== TASK DIRECTIONS ==
Below is a listing; repeat exactly the lines from the one containing "Target: espresso coffee" to the one containing "Target: white ceramic cup", both included.
*** Begin section ***
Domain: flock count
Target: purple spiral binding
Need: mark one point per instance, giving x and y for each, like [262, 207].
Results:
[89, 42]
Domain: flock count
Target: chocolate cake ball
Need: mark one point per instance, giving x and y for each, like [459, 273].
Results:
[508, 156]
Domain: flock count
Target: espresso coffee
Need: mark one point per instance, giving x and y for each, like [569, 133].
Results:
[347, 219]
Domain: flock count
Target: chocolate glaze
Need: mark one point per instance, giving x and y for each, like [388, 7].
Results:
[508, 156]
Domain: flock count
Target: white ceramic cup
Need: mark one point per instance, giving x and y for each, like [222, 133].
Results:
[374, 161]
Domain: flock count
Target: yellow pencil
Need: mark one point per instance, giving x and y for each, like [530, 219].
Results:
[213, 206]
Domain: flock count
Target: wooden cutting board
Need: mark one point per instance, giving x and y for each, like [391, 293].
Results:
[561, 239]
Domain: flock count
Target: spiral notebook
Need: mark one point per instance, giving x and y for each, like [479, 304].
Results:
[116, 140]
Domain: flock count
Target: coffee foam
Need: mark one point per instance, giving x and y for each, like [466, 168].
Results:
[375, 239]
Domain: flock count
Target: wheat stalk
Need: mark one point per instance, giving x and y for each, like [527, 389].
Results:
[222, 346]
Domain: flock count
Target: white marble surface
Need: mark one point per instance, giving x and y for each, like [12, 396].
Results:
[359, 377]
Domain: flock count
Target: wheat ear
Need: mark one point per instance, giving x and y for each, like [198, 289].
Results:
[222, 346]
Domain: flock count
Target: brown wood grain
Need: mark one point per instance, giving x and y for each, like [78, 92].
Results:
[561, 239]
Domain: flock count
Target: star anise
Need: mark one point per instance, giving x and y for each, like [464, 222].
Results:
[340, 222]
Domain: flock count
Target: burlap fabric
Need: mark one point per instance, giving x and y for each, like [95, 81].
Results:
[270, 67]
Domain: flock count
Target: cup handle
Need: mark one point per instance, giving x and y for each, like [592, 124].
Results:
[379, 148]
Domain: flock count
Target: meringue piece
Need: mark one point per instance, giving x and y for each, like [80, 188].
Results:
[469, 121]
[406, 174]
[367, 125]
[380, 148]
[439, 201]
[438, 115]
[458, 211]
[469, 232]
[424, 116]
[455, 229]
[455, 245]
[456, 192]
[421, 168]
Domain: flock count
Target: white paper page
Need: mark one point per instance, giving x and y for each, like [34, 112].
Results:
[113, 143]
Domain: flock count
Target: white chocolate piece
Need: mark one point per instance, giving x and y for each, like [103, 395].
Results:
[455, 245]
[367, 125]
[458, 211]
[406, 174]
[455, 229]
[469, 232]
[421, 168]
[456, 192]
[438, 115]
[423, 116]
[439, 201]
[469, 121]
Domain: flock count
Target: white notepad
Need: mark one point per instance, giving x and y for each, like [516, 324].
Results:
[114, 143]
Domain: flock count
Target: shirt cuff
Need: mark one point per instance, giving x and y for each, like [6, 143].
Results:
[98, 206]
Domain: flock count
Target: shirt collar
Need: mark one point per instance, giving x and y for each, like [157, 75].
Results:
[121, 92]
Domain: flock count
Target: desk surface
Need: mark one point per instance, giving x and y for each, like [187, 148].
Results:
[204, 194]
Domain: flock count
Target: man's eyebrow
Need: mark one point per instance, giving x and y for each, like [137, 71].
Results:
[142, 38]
*** End section ***
*** Begin section ***
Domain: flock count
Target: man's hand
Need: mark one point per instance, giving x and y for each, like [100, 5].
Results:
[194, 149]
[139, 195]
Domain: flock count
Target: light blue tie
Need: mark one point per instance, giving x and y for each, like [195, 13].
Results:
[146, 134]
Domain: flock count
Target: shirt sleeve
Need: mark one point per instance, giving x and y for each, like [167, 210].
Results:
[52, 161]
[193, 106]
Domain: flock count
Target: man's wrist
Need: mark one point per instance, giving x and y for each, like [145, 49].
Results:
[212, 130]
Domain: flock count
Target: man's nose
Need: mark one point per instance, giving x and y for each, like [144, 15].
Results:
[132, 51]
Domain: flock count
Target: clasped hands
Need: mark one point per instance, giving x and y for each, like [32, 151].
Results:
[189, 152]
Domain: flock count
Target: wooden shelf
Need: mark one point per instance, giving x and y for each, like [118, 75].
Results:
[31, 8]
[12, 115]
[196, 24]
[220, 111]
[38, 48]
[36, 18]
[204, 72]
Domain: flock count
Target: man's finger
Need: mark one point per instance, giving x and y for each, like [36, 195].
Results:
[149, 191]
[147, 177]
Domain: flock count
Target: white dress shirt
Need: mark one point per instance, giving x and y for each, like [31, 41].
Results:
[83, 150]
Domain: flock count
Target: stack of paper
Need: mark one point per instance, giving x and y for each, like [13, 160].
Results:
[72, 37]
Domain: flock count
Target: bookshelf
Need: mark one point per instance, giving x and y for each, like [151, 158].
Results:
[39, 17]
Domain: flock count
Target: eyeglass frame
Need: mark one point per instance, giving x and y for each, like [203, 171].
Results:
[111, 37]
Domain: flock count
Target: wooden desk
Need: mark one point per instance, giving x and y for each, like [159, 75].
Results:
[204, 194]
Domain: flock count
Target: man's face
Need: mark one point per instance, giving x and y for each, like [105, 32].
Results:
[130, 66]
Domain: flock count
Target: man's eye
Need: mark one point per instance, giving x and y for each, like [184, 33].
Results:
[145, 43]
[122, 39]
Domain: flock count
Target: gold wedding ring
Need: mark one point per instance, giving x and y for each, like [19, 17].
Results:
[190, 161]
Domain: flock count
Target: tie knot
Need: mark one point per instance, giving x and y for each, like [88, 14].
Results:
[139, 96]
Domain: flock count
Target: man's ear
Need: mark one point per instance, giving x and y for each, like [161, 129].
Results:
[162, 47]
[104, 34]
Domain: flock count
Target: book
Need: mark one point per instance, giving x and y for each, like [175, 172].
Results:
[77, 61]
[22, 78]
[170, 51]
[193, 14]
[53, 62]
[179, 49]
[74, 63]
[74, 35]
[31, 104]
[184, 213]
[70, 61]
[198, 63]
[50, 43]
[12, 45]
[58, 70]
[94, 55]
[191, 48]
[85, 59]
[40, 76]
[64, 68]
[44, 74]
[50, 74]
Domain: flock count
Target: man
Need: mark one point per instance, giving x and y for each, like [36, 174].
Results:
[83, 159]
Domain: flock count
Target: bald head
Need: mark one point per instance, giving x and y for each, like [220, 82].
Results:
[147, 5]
*** End section ***
*** Begin section ***
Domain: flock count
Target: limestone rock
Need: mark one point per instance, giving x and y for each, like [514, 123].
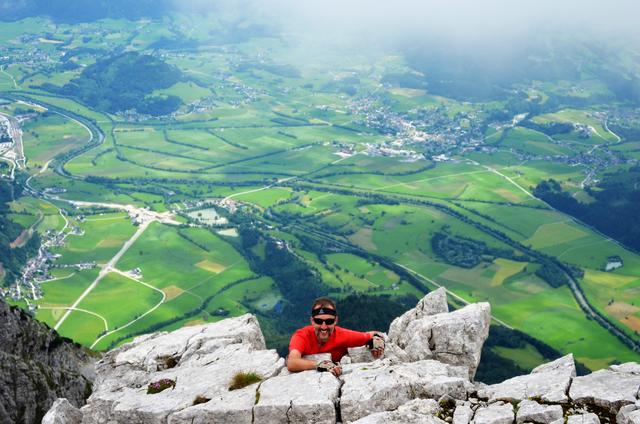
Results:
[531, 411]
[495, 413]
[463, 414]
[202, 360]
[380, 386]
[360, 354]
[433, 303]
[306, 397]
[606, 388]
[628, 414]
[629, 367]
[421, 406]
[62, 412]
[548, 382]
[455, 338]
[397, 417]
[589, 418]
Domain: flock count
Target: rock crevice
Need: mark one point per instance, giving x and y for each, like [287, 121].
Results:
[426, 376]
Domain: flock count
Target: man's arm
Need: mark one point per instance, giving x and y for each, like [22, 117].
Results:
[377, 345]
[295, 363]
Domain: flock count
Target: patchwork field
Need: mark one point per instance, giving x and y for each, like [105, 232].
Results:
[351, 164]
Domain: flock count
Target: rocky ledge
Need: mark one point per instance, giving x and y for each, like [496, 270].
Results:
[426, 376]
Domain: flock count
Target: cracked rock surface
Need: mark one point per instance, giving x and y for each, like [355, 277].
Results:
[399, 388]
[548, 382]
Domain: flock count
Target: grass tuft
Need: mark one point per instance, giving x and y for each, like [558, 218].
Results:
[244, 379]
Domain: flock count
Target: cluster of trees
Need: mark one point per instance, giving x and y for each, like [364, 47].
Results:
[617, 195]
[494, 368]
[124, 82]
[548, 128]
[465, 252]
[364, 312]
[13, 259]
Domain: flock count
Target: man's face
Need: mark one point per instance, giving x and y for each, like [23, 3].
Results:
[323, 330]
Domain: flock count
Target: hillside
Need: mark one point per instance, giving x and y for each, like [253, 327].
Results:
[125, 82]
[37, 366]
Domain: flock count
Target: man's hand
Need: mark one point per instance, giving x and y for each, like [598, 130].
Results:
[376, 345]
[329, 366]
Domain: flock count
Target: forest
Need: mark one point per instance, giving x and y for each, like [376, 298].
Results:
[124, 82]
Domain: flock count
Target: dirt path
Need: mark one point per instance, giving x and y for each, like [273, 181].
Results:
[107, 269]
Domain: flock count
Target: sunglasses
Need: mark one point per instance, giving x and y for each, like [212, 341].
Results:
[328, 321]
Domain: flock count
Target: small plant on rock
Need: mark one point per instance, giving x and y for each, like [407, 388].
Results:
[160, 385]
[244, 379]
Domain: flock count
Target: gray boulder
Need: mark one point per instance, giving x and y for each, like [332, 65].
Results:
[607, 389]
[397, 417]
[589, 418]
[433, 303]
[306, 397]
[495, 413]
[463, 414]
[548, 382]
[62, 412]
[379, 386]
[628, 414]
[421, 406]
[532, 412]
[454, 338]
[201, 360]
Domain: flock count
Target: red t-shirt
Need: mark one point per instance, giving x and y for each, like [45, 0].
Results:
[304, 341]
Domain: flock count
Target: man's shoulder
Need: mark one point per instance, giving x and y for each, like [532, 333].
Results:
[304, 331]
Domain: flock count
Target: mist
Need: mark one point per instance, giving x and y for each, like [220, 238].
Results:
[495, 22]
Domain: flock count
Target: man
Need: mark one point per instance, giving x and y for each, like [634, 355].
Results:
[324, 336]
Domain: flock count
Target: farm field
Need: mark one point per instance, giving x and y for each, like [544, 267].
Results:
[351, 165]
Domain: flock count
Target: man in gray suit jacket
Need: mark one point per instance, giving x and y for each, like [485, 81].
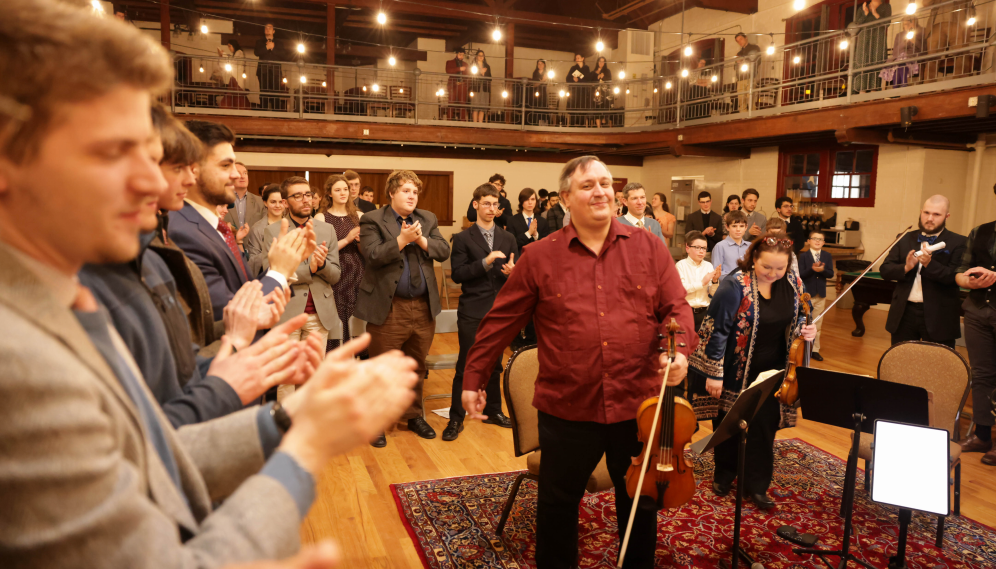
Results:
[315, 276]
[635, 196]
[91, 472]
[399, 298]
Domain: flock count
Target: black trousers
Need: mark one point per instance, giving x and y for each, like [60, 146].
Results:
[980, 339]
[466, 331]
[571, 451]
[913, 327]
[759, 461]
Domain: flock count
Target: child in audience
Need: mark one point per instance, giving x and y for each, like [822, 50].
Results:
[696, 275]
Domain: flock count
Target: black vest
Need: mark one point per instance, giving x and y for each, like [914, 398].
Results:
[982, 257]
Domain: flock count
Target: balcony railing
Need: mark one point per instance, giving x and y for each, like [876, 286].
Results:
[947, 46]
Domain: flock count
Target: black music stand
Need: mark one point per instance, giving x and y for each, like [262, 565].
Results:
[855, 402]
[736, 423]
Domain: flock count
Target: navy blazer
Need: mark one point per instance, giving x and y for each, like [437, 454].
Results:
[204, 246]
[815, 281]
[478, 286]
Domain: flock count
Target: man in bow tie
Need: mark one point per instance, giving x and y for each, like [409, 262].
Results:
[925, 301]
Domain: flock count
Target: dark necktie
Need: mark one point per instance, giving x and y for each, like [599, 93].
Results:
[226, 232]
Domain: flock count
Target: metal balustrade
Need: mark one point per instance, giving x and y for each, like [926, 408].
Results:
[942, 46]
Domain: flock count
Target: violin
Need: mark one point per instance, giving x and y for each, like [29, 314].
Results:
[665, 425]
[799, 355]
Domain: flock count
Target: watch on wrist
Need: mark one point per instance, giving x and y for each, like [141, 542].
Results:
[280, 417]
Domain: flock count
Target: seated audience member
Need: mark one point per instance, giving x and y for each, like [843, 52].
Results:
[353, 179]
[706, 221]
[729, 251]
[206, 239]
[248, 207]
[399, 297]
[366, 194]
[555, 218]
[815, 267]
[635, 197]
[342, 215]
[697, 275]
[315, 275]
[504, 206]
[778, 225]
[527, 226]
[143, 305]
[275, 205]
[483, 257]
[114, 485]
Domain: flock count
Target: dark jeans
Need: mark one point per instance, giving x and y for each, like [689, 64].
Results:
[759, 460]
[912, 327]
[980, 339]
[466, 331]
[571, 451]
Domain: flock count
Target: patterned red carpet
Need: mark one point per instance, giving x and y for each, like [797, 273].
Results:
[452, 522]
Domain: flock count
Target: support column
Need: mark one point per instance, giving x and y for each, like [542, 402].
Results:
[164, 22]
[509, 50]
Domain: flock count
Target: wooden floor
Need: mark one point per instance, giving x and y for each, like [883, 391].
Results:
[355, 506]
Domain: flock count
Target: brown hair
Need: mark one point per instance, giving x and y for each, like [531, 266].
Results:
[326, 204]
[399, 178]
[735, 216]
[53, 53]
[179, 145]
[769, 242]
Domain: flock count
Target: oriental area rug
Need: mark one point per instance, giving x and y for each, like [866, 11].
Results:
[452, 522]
*** End section ***
== EXERCISE SOLUTION ==
Target: espresso coffee
Need: mark one point per instance, giving x and y for each, like [569, 133].
Results:
[347, 219]
Domain: flock count
Target: chocolate glaze
Need: mark one point per instance, giving x and y for each, like [388, 7].
Results:
[508, 156]
Domain: flock count
Target: white ceramic cup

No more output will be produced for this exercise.